▸ **Détails de l'exercice**:
Repérez, dans les lignes ci-dessous, toutes celles qui contiennent le mot "surface", puis recopiez-les intégralement.

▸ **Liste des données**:

+ + + + + + +

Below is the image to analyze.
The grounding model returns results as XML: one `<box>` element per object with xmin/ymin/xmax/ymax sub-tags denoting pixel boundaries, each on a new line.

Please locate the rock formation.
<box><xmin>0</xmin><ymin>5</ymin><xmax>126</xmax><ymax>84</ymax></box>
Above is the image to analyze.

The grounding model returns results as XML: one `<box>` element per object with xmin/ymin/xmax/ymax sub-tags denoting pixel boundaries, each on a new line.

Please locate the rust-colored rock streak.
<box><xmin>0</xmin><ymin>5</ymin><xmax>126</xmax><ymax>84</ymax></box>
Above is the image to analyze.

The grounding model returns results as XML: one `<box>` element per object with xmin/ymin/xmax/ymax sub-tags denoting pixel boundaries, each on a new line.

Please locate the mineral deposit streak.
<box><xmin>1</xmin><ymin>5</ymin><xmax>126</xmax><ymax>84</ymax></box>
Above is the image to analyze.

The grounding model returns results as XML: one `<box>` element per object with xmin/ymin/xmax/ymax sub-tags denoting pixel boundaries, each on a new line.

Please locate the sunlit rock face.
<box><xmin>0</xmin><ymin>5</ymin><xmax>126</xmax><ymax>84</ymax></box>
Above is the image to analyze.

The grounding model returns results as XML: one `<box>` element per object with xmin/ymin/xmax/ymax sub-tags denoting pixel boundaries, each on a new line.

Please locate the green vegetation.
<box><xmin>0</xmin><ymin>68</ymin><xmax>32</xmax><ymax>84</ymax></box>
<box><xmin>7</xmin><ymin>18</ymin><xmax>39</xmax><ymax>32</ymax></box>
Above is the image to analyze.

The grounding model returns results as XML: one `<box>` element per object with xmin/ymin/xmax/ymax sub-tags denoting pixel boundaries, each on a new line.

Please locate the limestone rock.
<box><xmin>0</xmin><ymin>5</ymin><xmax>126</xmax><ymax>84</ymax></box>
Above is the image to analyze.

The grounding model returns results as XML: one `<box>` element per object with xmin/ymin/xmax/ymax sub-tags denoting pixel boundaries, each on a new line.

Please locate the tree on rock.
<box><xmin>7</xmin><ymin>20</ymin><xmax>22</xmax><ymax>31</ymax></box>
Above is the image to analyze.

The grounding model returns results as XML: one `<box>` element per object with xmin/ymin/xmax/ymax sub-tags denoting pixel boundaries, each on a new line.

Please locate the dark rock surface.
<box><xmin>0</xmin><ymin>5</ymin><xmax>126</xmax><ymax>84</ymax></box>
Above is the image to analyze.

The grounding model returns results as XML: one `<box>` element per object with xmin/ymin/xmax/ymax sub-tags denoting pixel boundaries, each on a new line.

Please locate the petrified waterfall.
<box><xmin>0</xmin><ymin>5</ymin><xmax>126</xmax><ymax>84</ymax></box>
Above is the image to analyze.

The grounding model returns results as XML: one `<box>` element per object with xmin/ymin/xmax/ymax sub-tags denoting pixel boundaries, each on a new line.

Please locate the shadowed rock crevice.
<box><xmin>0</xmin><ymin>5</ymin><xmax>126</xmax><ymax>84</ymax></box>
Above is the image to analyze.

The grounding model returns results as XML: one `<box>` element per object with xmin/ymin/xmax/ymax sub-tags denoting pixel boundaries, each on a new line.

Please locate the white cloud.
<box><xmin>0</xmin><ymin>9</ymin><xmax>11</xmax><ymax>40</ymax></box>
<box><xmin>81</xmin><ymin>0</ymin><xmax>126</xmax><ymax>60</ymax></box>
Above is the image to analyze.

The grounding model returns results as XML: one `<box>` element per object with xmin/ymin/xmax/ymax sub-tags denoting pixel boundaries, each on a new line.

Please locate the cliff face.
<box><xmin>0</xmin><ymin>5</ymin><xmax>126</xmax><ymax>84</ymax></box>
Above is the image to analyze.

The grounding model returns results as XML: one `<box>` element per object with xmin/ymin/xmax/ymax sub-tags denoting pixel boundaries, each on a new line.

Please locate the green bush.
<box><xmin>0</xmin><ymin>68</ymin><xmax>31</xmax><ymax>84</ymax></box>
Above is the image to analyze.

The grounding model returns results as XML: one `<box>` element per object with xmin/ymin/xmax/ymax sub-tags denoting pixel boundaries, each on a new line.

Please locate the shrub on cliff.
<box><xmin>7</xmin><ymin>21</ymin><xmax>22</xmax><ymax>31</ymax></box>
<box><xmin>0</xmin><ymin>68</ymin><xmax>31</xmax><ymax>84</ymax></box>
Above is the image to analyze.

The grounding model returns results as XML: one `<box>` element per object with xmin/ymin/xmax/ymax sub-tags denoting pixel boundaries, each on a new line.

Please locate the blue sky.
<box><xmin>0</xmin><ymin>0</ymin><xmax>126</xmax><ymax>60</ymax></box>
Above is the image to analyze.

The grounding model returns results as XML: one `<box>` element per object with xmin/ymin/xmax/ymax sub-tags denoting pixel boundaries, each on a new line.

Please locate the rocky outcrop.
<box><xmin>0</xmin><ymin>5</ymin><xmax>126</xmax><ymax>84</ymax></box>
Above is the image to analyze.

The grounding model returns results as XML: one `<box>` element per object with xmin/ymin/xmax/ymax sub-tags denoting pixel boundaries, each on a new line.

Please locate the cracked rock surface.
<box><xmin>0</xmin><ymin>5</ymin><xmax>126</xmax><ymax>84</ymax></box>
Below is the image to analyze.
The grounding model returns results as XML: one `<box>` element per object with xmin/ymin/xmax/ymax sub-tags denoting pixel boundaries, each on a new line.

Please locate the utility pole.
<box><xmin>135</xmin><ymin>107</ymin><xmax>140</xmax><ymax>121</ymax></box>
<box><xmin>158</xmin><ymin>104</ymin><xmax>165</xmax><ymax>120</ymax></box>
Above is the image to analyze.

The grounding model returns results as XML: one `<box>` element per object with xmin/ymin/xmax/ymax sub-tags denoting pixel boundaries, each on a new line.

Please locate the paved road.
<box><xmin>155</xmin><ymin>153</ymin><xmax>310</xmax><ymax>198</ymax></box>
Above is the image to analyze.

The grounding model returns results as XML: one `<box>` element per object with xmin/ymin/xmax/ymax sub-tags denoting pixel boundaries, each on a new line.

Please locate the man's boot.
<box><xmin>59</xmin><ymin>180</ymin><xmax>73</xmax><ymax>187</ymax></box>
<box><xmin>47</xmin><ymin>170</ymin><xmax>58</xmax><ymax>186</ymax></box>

+ + + + + + +

▸ **Sortie complète**:
Please locate the dark rock surface.
Please locate the cracked rock surface.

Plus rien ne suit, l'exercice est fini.